Rassismuserfahrungen machen Demenz im Alter wahrscheinlicher
In San Diego, Kalifornien, findet gerade die Alzheimer's Association International Conference 2022 statt – eine der weltweit größten Fachkonferenzen über Alzheimer. Rassismus ist dort ein Thema, nicht weil es in die Zeit passt, sondern aufgrund neuester Erkenntnisse und aktueller Studien.
Der 2022 Alzheimer's Disease Facts and Figures Report der Alzheimer's Association zeigt: Die Wahrscheinlichkeit, an Alzheimer oder anderen Demenzkrankheiten zu erkranken, ist für Schwarze etwa doppelt so hoch und für Hispanics/Latinos etwa anderthalb Mal so hoch wie für Weiße.
Schwarze leiden besonders unter Diskriminierung
In einer Studie mit fast 1.000 in einer Gemeinde lebenden Erwachsenen mittleren Alters (55 % Latinos; 23 % Schwarze; 19 % Weiße) fanden Forscher unter Federführung der Columbia University einen signifikanten Zusammenhang zwischen Rassismuserfahrungen und niedrigeren Gedächtniswerten. Bei schwarzen Personen war dies besonders ausgeprägt. Erfahrungen mit strukturellem Rassismus wurden bei allen in die Studie einbezogenen rassischen und ethnischen Gruppen mit einem schlechteren episodischen Gedächtnis in Verbindung gebracht.

Lokalisierungsdaten mit einem Punkt pro Instanz:

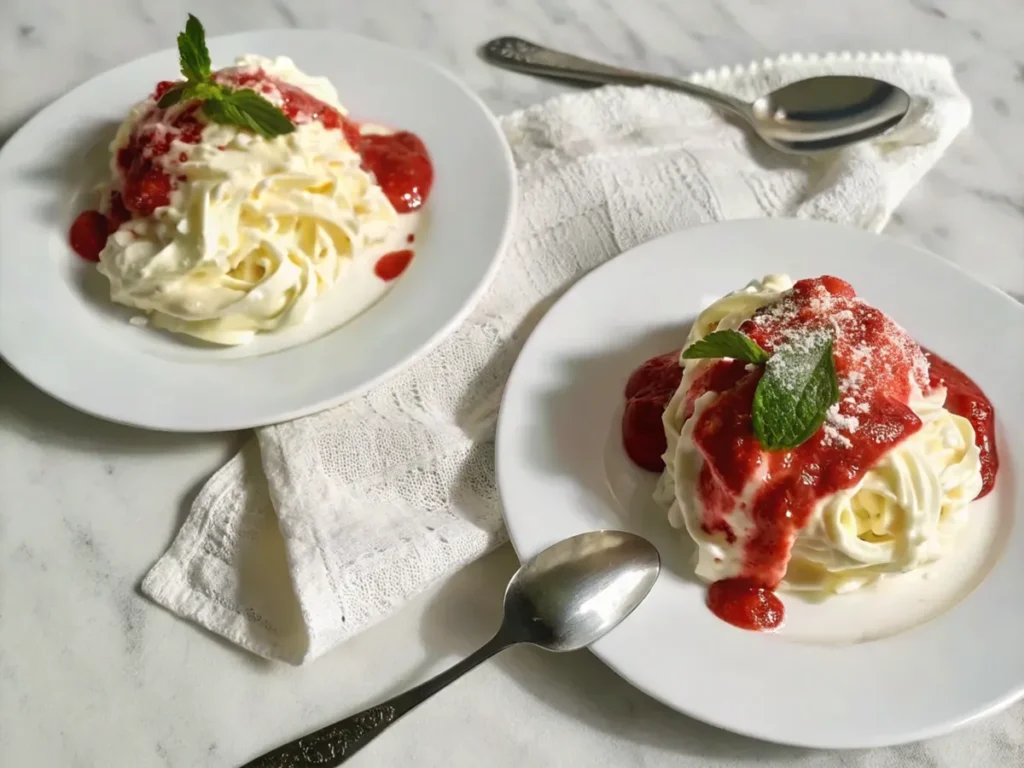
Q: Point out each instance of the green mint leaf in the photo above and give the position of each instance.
(795, 393)
(172, 96)
(726, 344)
(193, 53)
(207, 91)
(247, 109)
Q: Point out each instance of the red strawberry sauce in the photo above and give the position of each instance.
(876, 361)
(399, 161)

AUFGABEN:
**a)** Beantworte diese Fragen zum Text über Rassismuserfahrungen und Demenz:
(i) In welcher Stadt findet die Alzheimer's Association International Conference 2022 statt?
(ii) Wie viel höher ist laut dem Report die Wahrscheinlichkeit einer Demenzerkrankung für Hispanics/Latinos als für Weiße?
(iii) Unter Federführung welcher Universität wurde die Studie mit fast 1.000 Erwachsenen durchgeführt?
**b)** Setze den Text über Rassismuserfahrungen und Demenz im Anschluss an seinen letzten Satz fort.

LÖSUNGEN:
**a)**
(i) In San Diego, Kalifornien.
(ii) Etwa anderthalb Mal so hoch.
(iii) Der Columbia University.

**b)**
Chronischer Rassismus führt zu Stress
„Chronischer Rassismus und zwischenmenschliche Diskriminierung in marginalisierten Gemeinschaften führen zu Stress, der sich auf den Körper auswirkt und die physiologische Gesundheit beeinflusst und wahrscheinlich zur Entwicklung des kognitiven Verfalls beiträgt", so Jennifer Manly, Ph.D., Professorin für Neuropsychologie am Columbia University Irving Medical Center und Hauptautorin dieser Arbeit. „Insgesamt deuten unsere Ergebnisse darauf hin, dass sich Rassismus auf die Gesundheit des Gehirns auswirkt und zu der ungerechten Belastung durch die Alzheimer-Krankheit in Randgruppen beiträgt."
Eine weitere Studie nahm sogenannte SuperAgers in den Blick, also sehr alte Menschen. Befragt und untersucht wurden 445 asiatische, schwarze, lateinamerikanische, weiße und gemischtrassige Personen im Alter von 93 Jahren und älter. Die Analyse ergab, dass Personen, die während ihres gesamten Lebens weitreichende Diskriminierung erfahren hatten, im späteren Leben ein schlechteres semantisches Gedächtnis aufwiesen als Personen, die wenig oder gar keine Diskriminierung erfahren hatten.
„Unauslöschlicher Einfluss auf die kognitive Gesundheit“
„Diese Ergebnisse machen deutlich, dass bei den Hochbetagten die Ungleichheiten bei den kognitiven Funktionen auch dann noch bestehen, wenn die Erfahrungen mit Diskriminierung im Leben berücksichtigt werden", betont Studienautorin Kristen George von der Universität von Kalifornien. „Trotz der unglaublichen Langlebigkeit dieser Gruppe hat Diskriminierung einen unauslöschlichen Einfluss auf die kognitive Gesundheit, und die ältesten alten Erwachsenen können noch immer von den Bemühungen profitieren, gesundheitliche Ungleichheiten zu beseitigen und auszugleichen."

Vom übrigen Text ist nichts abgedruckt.